▶ 抜粋文
----------
しばらく日記を書いていなかったので久しぶりにwordpressにログインしたところ、このタイトルだけが埋められた真っ白な投稿画面が開かれており面食らってしまった。2月8日にわたしは何を書こうとしていたんだ? まったく記憶にございませんね、、と言いたいところだが私は不誠実な政治家ではないので、思い出せる限りのことを書いてみる。
秋の終わりに恋人が突然できてから、どうせ自粛生活で出かける当てもない私は毎週末を恋人と過ごしており、人間の三大欲求を順繰りに満たしていくようなことを繰り返している。どこかに出かけるとか/何かをするとか、特筆すべきようなことは基本的にないので(最近は公共交通機関を使わず/外食はせず/短時間でサクッと帰るという条件で多少出かけたりはしているものの)こうして後から振り返るとその週末に何をしていたのか全然思い出せなくてなんとなく寂しくなる。そういう記憶からこぼれおちやすいちょっとした会話の内容とか、怠惰な午前中の光とか、何で笑ったのかとか、未明に一人起き出して残されたときの悲しさとか、そういうものこそ覚えていたいのに、書き留めていないと全てがあっという間に遠ざかっていってしまうし、書いた時点でどうも何か違ってしまうということもまた確か。でもお前が私に桃鉄でしたひどい仕打ちのことは絶対忘れないからな、覚えてろよ。
人と交際するのがかなり久しぶりなのと、人と出会う➡︎(仲をつめる)➡︎交際する➡︎(いろいろある)➡︎別れる というプロセスを繰り返すのにほとほとうんざりしているので、この恋愛をだめにしたくない一心で(※今までだって毎回だめにしたくない気持ちで私なりに真剣に取り組んできてはいたのだが)過去の失敗やら自分の行動やら気持ちの動きやらを分析しつつ、相手を観察したり考えを聞き出そうと適宜インタビューしたりしている 。その一環で、「愛したいタイプか、愛されたいタイプか。あるいは今まで(相手に愛されるより)愛してきたか、(相手を愛するより)愛されてきたか」という話をした時、己の傲慢さを恥じながらも割と堂々と「愛されてきた」と豪語するので笑ってしまい、わたしもまた傲慢なので「私も愛されてきたし、相手の好意にずっと胡座をかいてきたので正直なところ人の愛し方がわからない」と即座に乗っかったところ「僕は最近わかってきた」と言うので(最近わかってきたのか…)と思いつつ「私はかなりいま手探りで愛している、愛そうとしている」と白状した。愛し方がわからないので手探りで愛する というの、我ながらかなり良くないですか? 実際にそれが成功しているかはさておき…。
こんな風に時折、わたしは自分がすごく根本的な部分で(世間一般の通念と比較して)間違えていることを発見してビックリするし納得するのだが、最近気づいたこととしては私は「嫉妬する」のが割と好きなんですよね。それゆえ、相手にも嫉妬してもらおうと思ってわざと嫉妬させるようなことを(親切心で)言ったりしていたようで、行動の原理はきわめてキリスト教的な「人にしてもらいたいと思うことは何でも、あなたがたも人にしなさい。これこそ律法と預言者である」(マタイによる福音書7:12 新共同訳)に則っていて善意と言っても過言ではないのだが、一般的には嫉妬は好んでするものではないので普通に迷惑である。恋人にも「※一方僕は嫉妬が趣味ではないです」と注意書きを入れられたので笑ったし、普通に申し訳なく思いました。
----------
▶ 提供情報

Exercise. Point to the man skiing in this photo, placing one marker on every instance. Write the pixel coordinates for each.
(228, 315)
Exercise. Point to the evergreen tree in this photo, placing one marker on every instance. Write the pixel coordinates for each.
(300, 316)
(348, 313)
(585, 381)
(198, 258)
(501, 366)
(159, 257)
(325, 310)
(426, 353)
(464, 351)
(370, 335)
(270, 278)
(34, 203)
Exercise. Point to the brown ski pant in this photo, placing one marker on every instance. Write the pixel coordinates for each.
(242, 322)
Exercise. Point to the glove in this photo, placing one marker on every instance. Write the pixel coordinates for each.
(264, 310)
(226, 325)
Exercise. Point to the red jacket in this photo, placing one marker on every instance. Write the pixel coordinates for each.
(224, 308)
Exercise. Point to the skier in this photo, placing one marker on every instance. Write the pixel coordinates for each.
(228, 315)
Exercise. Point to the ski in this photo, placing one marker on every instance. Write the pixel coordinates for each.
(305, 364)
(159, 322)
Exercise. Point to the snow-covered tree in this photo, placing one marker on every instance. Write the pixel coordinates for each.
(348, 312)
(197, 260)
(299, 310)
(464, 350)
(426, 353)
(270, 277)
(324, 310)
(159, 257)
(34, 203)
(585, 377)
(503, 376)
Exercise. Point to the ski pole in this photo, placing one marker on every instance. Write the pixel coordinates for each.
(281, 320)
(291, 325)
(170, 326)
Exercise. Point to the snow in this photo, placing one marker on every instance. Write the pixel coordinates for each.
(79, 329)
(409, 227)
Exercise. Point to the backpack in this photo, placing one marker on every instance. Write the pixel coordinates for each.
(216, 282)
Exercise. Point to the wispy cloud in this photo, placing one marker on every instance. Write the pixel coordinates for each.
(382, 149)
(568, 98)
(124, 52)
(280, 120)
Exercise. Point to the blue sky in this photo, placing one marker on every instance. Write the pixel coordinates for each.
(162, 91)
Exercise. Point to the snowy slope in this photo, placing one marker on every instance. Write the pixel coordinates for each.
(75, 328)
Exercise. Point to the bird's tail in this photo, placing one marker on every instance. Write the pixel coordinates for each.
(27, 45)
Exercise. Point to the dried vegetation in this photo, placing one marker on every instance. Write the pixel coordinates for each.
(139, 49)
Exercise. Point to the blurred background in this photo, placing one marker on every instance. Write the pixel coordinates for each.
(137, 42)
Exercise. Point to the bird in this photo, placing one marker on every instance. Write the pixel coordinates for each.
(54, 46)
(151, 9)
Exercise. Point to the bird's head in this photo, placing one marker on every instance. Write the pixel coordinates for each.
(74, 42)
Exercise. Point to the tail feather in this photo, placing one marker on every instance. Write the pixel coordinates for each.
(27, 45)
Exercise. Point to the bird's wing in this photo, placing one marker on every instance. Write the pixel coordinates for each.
----------
▶ 課題 1
抜粋文の内容と次の(a)〜(c)は一致していますか? それぞれ「はい」か「いいえ」で答え、判断の決め手となる抜粋文の語句をそのまま引用してください。(a) 筆者に恋人ができたのは秋の終わりである。(b) 筆者は最近、外食をする条件で出かけている。(c) 恋人は嫉妬が趣味だと筆者に伝えた。
▶ 課題 2
抜粋文にある「愛し方がわからないので手探りで愛する というの、我ながらかなり良くないですか?」という一文を英語に訳すとどうなりますか?
▶ 課題 3
抜粋文のうち、「しばらく日記を書いていなかっ」から「忘れないからな、覚えてろよ。」までを、その両端の語句も含めて一字一句変えずに書き写してください。
リストではなく抜粋文だけを頼りに答えてください。

▶ 解答欄 1
(a) はい:「秋の終わりに恋人が突然できてから」
(b) いいえ:「外食はせず」
(c) いいえ:「※一方僕は嫉妬が趣味ではないです」

▶ 解答欄 2
Loving by feel because you don't know how to love: isn't that pretty good, if I do say so myself?

▶ 解答欄 3
しばらく日記を書いていなかったので久しぶりにwordpressにログインしたところ、このタイトルだけが埋められた真っ白な投稿画面が開かれており面食らってしまった。2月8日にわたしは何を書こうとしていたんだ? まったく記憶にございませんね、、と言いたいところだが私は不誠実な政治家ではないので、思い出せる限りのことを書いてみる。
秋の終わりに恋人が突然できてから、どうせ自粛生活で出かける当てもない私は毎週末を恋人と過ごしており、人間の三大欲求を順繰りに満たしていくようなことを繰り返している。どこかに出かけるとか/何かをするとか、特筆すべきようなことは基本的にないので(最近は公共交通機関を使わず/外食はせず/短時間でサクッと帰るという条件で多少出かけたりはしているものの)こうして後から振り返るとその週末に何をしていたのか全然思い出せなくてなんとなく寂しくなる。そういう記憶からこぼれおちやすいちょっとした会話の内容とか、怠惰な午前中の光とか、何で笑ったのかとか、未明に一人起き出して残されたときの悲しさとか、そういうものこそ覚えていたいのに、書き留めていないと全てがあっという間に遠ざかっていってしまうし、書いた時点でどうも何か違ってしまうということもまた確か。でもお前が私に桃鉄でしたひどい仕打ちのことは絶対忘れないからな、覚えてろよ。